I have never eaten at a Michelin Star restaurant. However, I am sure that the food served in such establishments does not compare to the taste sensation of an Ulster fry in Kilrea market during your first visit after the lifting of TB restrictions.

Being able to sell again came as a massive relief and saw us wave goodbye to 56 head of stock, with a combination of weaned calves and Angus stores sold across Kilrea, Ballymena and Armoy marts.

It was interesting to see the quite dramatic difference in prices for calves that were weaned and those still on milk.

Clearly, the price increase of powdered milk has had an impact on buyers’ preference to purchase weaned calves.

Field work

As the field work season begins, those with a passion for horse-power will be looking forward to the sight of beacons flashing and slurry splashing.

I have no such excitement for shiny equipment, although by no means do I dislike tractor work. However, my preference is for soil, grass and livestock management, and my desire for machinery goes only as far as what it can do to help improve soil structure, reduce compaction, enhance sward quality or make better forage.

Technology

The technology that I would find hardest to do without is electronic heat kits. Over the years, we have used many heat detection aids, including tail paint, kamars and scratch cards, but in my opinion, none compare to the effectiveness of the electronic alterative.

We installed a Heat Time system in 2009 and have since undated to its SenseHub successor. Both systems are simple to operate, collars are easy to transfer between cows, data is clearly presented and both milking and heifer groups can be grouped separately, but operated though the one system.

At this time of year, when so many animals are coming into heat at once, it would be impossible to identify which cows are on heat and which have just ‘got caught up in the moment’.

Having said that, I do occasionally get frustrated at the system when it tells me that a top-performing cow, who I had hoped was in-calf to sexed semen, is now back in heat.

▶ _Data section_:
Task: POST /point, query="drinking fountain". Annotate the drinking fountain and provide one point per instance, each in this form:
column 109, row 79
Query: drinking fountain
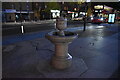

▶ _Task instructions_:
1: In the farm column, what heat detection system did the farm install in 2009?
2: Carry the farm column on from its last sentence, keeping the same first-person voice.
The listing has nothing to do with the farm column.

▶ _Responses by task_:
1: A Heat Time system.

2:
Crosses

As winter has progressed, I have been incredibly impressed with how our Fleckveih crosses have matured. Those in their third lactation have matched their Holstein counterparts for production, while maintaining a significantly higher body condition.

While picking bulls for the new breeding season, I was surprised and disappointed to see how few proven Holstein bulls fulfilled my breeding priorities (high fat/protein percentages with excellent udders, legs, feet and wide chest and rumps).

Therefore, along with the highly proven Holstein bull Delaberge Pepper, I reluctantly bought 20 sexed genomic Holstein straws to use on heifers and cows that I couldn’t inseminate with Pepper due to inbreeding issues.

However, after seeing how well the mature crosses have performed this lactation, I am now also using sexed Fleckveih semen (Hokuspokus) across suitable Holstein heifers and cows that can’t go to Pepper.

Potentially, this could lead us down the route of all out crossbreeding in the near future, with all pure Holsteins being served with Fleckveih and all crosses being served back to Holstein.

With a future of uncertain milk prices, calf and cull cow values must always be a consideration

I realise that by standing in the middle of the road you will get hit by traffic on both sides and I am probably upsetting pure breeders of both the Holstein and Fleckveih variety.

I have a great appreciation for both breeds and realise that their pure forms have a place in many systems. But I have found the crossbreed to be a fantastic cow for us, producing a robust, productive, easily managed animal.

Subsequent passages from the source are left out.